* **Task instructions**:
Some lines in the entries contain the word "each". Copy all of them.

Dataset entries:
--------------------------------------------------

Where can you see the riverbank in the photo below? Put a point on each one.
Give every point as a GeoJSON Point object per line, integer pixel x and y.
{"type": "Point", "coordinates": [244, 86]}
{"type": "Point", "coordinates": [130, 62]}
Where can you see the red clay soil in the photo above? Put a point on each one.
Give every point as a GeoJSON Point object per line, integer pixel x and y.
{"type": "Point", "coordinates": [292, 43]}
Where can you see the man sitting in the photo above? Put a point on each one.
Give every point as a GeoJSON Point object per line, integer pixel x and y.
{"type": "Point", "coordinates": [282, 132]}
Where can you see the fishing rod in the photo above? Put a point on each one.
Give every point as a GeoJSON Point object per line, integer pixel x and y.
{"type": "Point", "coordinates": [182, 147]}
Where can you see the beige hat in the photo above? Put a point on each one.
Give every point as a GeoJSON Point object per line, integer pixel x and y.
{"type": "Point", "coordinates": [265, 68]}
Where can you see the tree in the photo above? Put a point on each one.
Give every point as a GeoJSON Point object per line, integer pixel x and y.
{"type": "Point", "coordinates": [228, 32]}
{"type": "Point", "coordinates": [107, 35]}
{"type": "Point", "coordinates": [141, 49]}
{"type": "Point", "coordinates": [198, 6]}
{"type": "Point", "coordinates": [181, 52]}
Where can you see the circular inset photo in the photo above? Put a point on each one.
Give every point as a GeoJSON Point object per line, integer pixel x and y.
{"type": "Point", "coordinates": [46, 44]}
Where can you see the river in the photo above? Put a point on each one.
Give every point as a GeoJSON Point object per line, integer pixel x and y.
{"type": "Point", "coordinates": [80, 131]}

--------------------------------------------------

* **Your solution**:
Where can you see the riverbank in the photo below? Put a point on each one.
Where can you see the red clay soil in the photo above? Put a point on each one.
Where can you see the man sitting in the photo above? Put a point on each one.
Where can you see the fishing rod in the photo above? Put a point on each one.
Where can you see the beige hat in the photo above? Put a point on each one.
Where can you see the tree in the photo above? Put a point on each one.
Where can you see the circular inset photo in the photo above? Put a point on each one.
Where can you see the river in the photo above? Put a point on each one.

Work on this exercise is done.